SELECTED TEXT
Useful or not, sometimes you just want those weeds out of your garden or lawn. Some gardeners say fall is a really good time to pay them some attention. As the days get shorter and the temperatures fall, all plants slow their metabolism down, storing food in their roots for the winter. It is hoped that weed killer, applied at this time, will be absorbed and stored down there giving the poison time to do its evil deed. In fall, it might be a good idea to mow first so that there are exposed surfaces open to the product penetration. And do it when the temperature is still above 10 degrees C (50 F).

Others suggest that spring is the best time because weeds are actively growing. Reality says that anytime is a good time to tackle weeds.

If you are going after weeds in the old fashioned and truly environmentally responsible way, you will pull them. In fall, the ground is likely to be hard and dry, making it hard to get tap roots and others out in one piece. Watering the night before will loosen the soil and aid this task.

After pulling by hand, sprinkle down a little topsoil and seed to provide competition for whatever bit of roots or weed seeds you left in the soil.

COLLECTED MATERIAL
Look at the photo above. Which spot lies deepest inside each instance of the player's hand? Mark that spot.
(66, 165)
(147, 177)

GIVEN PROBLEM
Please transcribe the section of the text on weeds that opens with the words containing "Others suggest that" and closes with "aid this task.". The lines play no part in anything asked here.

RESULT OF THIS EXERCISE
Others suggest that spring is the best time because weeds are actively growing. Reality says that anytime is a good time to tackle weeds.

If you are going after weeds in the old fashioned and truly environmentally responsible way, you will pull them. In fall, the ground is likely to be hard and dry, making it hard to get tap roots and others out in one piece. Watering the night before will loosen the soil and aid this task.